PAGE TEXT
<<<<

[R] .gct file

Wed Jul 20 12:00:57 CEST 2005

Those wondering what gtc file stands for, might be interested in [1].

The original poster can see if the package 'ctc' [2] supports reading in
this format but I think Prof. Ripley's solution works too.

[1]http://www.broad.mit.edu/cancer/software/genepattern/tutorial/gp_tutorial_fileformats.html
[2]http://www.bioconductor.org/packages/bioc/stable/src/contrib/html/ctc.html

On Wed, 2005-07-20 at 09:52 +0100, Prof Brian Ripley wrote:
> On Tue, 19 Jul 2005, Marc Schwartz (via MN) wrote:
> 
> > For the TAB delimited columns, adjust the 'sep' argument to:
> >
> > read.table("data.gct", skip = 2, header = TRUE, sep = "\t")
> >
> > The 'quote' argument is by default:
> >
> > quote = "\"'"
> >
> > which should take care of the quoted strings and bring them in as a
> > single value.
> >
> > The above presumes that the header row is also TAB delimited. If not,
> > you may have to set 'skip = 3' to skip over the header row and manually
> > set the column names.

>>>>

SUPPLIED RECORDS
<<<<

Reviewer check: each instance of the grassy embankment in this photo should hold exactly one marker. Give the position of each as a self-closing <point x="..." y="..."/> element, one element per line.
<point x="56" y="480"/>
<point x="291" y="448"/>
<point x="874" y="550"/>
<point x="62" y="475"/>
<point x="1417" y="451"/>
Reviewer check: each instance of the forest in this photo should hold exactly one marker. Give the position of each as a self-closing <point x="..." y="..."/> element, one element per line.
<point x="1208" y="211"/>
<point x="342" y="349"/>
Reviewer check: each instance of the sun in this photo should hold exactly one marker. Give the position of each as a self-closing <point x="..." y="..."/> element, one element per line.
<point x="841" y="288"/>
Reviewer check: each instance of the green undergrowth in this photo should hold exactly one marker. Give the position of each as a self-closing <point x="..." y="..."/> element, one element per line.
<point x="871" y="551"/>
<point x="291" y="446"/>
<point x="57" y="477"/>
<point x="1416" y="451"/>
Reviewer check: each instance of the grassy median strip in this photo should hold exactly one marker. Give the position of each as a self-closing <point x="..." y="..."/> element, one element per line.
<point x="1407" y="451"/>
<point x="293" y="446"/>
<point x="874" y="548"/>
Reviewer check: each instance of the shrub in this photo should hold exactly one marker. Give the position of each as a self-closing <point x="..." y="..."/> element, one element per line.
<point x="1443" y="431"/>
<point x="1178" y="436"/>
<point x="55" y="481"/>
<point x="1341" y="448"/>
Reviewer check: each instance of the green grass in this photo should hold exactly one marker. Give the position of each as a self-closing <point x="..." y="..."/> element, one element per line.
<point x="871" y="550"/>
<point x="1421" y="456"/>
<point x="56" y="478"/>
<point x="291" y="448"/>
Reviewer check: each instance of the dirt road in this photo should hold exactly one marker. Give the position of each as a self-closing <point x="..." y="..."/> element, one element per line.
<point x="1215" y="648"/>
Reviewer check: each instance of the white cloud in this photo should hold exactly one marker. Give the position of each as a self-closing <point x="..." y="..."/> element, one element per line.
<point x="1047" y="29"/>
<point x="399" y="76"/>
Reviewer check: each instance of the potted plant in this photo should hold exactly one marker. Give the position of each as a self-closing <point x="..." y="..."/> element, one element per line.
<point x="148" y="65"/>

>>>>

QUESTIONS ON THE MATERIAL
A. In the .gct file thread, why might 'skip = 3' be needed instead of 'skip = 2'? Answer in one to three sentences.
B. Print the .gct file thread between "Wed Jul 20 12:00:57" and "solution works too.", inclusive.
The material isn't needed for what follows.

RESULTS FOR THE EXERCISE
A. The suggested read.table call assumes the header row is also TAB delimited. If it isn't, 'skip = 3' skips over the header row, and the column names must then be set manually.

B.
Wed Jul 20 12:00:57 CEST 2005

Those wondering what gtc file stands for, might be interested in [1].

The original poster can see if the package 'ctc' [2] supports reading in
this format but I think Prof. Ripley's solution works too.